Task to carry out | Would it be possible to quote, exactly and in full, the lines from the one with "Indicate the truck cargo" through the end of the entries below?

Stored data |
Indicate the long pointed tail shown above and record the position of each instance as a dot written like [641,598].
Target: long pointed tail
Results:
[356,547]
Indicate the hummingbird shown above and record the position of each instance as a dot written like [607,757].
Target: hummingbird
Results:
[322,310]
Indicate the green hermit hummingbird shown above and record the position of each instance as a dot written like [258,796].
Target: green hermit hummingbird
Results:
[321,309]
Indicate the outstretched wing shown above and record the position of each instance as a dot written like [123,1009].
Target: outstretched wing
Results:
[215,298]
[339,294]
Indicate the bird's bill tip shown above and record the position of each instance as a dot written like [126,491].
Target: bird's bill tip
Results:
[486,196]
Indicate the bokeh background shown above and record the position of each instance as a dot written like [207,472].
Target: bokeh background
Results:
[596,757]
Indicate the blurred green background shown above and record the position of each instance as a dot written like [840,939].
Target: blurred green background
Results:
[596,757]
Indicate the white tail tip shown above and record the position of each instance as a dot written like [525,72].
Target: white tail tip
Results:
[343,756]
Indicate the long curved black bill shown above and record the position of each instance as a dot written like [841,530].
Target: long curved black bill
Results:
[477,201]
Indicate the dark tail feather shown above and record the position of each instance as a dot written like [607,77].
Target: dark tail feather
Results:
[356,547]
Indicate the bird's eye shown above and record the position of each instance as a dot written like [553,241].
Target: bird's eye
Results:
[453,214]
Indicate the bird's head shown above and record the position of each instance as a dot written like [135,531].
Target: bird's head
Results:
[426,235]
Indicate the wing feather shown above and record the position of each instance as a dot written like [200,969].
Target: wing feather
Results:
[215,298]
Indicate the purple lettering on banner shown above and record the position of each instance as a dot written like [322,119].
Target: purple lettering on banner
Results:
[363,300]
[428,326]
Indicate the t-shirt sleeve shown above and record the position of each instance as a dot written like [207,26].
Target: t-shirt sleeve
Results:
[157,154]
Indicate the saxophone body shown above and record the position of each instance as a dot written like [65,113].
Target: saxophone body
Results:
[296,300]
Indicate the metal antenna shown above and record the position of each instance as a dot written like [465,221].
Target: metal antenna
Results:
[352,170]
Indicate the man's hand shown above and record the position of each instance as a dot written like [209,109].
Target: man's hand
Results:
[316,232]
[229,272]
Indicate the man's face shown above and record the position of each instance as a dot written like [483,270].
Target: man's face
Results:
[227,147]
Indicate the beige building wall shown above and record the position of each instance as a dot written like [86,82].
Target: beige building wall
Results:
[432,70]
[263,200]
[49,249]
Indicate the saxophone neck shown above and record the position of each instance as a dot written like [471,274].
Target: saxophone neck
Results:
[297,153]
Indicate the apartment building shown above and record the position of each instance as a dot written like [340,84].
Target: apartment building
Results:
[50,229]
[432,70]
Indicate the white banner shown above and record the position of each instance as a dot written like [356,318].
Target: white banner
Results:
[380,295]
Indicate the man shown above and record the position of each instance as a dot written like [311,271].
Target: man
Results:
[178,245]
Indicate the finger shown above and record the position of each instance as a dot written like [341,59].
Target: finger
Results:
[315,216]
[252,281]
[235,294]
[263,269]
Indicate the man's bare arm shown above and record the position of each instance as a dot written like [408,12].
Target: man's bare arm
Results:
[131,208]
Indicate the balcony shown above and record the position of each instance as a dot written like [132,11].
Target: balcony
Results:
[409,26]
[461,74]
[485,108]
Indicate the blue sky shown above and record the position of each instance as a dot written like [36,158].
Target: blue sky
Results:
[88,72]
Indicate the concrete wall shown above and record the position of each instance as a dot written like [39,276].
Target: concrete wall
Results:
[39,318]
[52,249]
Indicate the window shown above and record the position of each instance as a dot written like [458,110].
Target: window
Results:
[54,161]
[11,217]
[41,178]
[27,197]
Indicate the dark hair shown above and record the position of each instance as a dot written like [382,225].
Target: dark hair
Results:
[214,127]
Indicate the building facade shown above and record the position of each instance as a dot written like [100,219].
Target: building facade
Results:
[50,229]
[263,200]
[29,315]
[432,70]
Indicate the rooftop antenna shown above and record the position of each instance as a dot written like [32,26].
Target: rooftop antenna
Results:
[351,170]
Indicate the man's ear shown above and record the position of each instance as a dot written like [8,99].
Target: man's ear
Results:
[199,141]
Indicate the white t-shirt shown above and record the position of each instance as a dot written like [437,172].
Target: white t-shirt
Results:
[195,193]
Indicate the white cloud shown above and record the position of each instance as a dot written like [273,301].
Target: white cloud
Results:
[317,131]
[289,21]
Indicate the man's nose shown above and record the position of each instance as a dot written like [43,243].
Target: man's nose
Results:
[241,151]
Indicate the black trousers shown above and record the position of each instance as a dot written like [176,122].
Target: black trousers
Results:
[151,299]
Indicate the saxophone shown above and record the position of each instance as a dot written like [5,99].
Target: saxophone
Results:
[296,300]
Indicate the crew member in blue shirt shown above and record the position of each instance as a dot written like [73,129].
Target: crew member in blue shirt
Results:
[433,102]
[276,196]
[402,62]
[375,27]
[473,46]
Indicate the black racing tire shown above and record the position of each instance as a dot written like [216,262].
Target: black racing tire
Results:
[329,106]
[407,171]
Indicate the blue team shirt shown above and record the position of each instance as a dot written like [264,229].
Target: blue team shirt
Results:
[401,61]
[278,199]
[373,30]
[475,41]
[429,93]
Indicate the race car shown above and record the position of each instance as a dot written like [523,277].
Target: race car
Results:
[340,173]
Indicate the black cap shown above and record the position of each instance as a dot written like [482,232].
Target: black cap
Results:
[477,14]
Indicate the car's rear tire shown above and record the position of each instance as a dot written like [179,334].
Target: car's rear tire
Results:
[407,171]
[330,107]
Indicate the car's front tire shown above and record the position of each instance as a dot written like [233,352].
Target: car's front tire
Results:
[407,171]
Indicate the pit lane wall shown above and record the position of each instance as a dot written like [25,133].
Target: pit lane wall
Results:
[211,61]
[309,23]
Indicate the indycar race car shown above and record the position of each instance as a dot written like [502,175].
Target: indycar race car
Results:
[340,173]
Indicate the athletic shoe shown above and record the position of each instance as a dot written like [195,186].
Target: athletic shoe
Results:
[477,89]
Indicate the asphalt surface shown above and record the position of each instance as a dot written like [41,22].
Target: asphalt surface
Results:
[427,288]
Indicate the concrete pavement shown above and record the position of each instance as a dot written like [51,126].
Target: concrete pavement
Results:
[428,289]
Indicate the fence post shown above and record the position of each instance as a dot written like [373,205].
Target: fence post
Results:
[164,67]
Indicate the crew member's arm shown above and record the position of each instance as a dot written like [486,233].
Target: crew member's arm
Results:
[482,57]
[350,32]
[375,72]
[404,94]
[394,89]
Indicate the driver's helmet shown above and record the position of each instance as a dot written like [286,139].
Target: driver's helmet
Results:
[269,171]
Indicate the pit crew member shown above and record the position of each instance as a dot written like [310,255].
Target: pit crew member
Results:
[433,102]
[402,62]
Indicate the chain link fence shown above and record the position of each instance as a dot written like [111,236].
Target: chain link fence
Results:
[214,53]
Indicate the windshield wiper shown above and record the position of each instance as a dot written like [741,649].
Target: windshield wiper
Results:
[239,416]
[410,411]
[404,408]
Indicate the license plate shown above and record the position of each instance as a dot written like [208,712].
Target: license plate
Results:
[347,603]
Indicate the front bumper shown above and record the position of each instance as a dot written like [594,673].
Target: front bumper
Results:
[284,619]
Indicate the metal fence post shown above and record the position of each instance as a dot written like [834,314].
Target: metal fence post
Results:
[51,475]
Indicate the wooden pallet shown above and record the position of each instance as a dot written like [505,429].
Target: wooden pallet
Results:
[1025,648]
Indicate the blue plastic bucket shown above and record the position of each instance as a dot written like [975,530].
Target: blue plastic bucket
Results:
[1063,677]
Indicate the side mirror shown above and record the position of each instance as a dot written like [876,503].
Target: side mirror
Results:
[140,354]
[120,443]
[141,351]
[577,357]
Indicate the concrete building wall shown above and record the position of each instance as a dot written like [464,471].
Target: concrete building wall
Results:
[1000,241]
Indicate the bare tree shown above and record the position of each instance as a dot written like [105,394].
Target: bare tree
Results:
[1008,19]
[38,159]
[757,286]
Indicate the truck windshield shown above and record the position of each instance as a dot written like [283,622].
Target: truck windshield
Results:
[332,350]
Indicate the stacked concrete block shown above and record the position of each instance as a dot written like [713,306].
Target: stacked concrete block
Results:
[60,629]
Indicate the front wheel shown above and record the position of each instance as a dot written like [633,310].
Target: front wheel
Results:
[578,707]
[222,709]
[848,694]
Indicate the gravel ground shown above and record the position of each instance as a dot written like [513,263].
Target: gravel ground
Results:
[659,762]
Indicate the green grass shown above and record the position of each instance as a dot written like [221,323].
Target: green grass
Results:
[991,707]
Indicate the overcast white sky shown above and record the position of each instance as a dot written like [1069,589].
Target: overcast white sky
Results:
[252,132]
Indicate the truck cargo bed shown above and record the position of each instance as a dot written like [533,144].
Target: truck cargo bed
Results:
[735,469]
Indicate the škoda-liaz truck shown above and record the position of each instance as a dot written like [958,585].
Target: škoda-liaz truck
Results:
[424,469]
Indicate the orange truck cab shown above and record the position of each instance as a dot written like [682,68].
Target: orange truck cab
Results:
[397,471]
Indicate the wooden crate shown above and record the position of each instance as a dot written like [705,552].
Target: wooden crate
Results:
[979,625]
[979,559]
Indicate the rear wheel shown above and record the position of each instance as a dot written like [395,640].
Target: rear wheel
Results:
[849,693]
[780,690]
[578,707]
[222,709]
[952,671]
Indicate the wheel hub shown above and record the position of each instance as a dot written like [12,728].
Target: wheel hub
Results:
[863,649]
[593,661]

Full output |
Indicate the truck cargo bed shown above and record the position of each instance as a dot written like [533,144].
Target: truck cargo bed
Results:
[735,469]
Indicate the škoda-liaz truck shown above and record the position of each instance as a dot written like [958,585].
Target: škoda-liaz truck
Results:
[424,469]
Indicate the orange truck cab shown above and record the position of each instance as a dot written like [682,68].
Target: orange truck cab
Results:
[397,471]
Indicate the wooden crate shown above and record the position of each instance as a dot written like [705,552].
Target: wooden crate
Results:
[979,625]
[979,559]
Indicate the rear wheel shown above and record the position of each instance as a dot written like [395,640].
Target: rear wheel
Results:
[849,693]
[780,690]
[578,707]
[222,709]
[952,671]
Indicate the wheel hub shown above and record the position of each instance as a dot written like [12,728].
Target: wheel hub
Results:
[863,649]
[593,661]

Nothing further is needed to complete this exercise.